▸ TASK OBJECTIVE
Begin at the line below that contains "Locate the tree bark" and write out every line from there to the end of the entries, exactly.

(Records drawn from a dataset)
******

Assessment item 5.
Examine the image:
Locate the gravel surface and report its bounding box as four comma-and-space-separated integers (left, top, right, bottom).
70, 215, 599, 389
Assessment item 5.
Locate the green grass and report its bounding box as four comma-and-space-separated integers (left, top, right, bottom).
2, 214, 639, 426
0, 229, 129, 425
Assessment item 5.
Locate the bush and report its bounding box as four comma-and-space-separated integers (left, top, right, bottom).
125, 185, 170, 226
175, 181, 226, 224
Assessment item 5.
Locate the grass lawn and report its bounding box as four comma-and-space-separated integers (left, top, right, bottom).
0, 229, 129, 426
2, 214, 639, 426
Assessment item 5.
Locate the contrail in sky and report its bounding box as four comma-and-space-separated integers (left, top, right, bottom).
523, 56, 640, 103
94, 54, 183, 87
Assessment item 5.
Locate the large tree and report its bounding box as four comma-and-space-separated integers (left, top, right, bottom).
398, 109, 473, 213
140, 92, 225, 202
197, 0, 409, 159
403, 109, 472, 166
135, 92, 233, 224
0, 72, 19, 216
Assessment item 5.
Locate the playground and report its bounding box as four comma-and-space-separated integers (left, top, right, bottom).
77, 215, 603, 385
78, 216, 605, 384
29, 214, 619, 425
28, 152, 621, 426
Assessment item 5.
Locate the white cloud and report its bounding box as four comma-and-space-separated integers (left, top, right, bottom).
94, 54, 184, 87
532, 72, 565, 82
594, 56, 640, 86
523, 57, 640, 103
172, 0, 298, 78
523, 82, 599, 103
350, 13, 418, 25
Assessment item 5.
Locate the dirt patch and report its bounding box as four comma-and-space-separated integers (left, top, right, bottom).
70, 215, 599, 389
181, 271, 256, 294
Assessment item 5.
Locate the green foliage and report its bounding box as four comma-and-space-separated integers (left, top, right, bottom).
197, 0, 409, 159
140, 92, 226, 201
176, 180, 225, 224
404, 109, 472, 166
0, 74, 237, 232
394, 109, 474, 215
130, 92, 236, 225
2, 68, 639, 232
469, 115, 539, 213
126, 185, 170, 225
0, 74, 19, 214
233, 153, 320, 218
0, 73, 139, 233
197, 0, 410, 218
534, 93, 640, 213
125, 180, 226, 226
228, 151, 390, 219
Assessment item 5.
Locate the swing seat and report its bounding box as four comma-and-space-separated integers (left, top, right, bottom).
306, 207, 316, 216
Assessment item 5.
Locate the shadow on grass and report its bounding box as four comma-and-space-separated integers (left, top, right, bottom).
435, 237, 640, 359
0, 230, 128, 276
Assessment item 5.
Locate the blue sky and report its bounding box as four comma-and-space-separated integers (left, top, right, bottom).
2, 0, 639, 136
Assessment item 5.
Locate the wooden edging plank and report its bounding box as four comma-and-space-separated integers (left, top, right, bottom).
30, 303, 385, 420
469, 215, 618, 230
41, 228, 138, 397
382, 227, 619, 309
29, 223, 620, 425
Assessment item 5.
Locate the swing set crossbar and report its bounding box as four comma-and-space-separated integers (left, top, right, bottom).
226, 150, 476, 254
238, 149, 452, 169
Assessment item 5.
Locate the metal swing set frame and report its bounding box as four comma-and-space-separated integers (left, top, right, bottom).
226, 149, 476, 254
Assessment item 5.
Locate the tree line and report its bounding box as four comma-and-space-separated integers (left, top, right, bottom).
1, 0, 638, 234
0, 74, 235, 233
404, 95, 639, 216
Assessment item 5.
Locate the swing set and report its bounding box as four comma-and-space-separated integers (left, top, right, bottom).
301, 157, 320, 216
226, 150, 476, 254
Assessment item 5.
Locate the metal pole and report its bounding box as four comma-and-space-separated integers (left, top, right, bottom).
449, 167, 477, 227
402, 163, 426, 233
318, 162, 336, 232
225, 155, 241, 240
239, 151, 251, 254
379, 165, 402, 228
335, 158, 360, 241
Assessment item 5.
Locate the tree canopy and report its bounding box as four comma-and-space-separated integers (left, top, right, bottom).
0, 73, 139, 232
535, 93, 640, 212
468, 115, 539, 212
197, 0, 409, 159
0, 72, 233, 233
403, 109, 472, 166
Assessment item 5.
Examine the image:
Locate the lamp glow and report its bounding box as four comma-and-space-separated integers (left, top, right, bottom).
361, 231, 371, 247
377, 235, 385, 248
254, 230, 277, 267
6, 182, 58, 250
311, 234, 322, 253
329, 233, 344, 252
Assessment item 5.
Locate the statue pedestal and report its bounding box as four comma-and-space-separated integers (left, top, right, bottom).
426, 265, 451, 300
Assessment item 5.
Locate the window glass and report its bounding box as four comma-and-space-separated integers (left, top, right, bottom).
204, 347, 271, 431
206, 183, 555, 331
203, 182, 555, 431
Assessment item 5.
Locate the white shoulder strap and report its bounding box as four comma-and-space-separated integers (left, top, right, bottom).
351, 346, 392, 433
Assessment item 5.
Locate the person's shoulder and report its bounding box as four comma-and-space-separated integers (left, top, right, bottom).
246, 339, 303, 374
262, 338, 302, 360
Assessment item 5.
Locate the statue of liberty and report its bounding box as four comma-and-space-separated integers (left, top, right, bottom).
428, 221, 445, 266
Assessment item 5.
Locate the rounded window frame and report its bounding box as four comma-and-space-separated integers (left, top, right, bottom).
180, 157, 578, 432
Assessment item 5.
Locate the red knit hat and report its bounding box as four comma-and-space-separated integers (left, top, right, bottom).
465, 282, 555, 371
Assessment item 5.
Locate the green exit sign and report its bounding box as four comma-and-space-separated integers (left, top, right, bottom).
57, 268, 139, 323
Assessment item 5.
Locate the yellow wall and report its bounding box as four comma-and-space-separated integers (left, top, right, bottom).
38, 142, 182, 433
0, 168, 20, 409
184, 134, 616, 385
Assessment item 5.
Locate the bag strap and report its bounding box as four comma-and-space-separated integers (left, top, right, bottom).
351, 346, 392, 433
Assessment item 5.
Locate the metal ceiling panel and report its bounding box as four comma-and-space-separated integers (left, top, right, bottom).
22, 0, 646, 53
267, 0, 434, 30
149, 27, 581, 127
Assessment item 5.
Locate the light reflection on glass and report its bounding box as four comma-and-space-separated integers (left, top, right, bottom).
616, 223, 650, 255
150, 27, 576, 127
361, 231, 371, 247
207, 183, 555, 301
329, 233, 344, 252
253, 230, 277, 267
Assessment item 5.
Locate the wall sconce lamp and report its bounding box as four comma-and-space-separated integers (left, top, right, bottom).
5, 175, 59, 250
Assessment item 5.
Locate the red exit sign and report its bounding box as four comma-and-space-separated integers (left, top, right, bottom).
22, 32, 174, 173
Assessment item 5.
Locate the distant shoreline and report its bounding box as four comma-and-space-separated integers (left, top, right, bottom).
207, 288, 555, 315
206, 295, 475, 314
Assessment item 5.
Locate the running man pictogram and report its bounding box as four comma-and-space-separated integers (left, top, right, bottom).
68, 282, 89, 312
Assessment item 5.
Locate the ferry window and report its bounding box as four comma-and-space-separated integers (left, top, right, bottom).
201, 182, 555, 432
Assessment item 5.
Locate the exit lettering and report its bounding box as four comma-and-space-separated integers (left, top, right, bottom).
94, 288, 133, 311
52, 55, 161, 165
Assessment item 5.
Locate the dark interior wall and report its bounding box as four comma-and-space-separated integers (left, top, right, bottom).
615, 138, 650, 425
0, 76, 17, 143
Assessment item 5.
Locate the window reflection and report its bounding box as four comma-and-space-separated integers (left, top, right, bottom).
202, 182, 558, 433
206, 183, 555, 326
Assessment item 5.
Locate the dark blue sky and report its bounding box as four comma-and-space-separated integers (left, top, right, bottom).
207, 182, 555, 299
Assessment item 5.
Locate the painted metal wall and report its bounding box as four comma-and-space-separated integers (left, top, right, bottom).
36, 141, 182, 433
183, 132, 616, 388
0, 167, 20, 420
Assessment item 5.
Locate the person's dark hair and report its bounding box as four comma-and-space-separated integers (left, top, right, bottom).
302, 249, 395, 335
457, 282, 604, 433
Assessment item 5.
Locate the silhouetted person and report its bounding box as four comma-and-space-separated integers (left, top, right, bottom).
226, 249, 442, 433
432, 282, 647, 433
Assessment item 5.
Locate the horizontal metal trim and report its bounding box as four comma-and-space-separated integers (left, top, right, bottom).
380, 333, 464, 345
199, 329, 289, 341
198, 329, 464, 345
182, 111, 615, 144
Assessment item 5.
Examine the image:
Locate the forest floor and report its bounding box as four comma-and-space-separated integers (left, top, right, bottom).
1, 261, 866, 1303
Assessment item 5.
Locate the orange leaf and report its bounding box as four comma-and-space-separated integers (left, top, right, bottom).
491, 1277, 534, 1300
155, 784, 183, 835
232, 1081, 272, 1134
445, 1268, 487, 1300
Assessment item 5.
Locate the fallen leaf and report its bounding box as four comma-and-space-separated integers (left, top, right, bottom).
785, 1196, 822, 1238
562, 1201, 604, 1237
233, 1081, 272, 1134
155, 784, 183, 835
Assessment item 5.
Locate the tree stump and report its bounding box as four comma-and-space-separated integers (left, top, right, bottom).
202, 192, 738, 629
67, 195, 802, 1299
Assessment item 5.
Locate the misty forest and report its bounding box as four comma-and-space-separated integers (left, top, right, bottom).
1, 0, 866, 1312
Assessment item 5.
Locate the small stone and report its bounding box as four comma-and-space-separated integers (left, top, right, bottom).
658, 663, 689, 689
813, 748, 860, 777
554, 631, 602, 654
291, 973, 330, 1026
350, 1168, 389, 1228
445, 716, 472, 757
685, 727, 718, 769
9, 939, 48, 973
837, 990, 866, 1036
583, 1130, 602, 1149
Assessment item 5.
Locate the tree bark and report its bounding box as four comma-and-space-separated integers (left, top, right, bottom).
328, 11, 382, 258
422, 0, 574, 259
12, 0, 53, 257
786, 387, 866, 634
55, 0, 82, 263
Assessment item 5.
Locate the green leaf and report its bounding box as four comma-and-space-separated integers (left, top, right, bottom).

******

▸ THE COMPLETED TASK
Locate the tree bark and report its bounding box as four comma-and-space-separated integers (left, top, right, bottom).
328, 11, 382, 258
422, 0, 574, 259
12, 0, 53, 257
786, 387, 866, 634
55, 0, 82, 263
Assessment item 5.
Locate the green leaf and report its bounding box as four comma-and-space-separated integers (left, top, right, bottom).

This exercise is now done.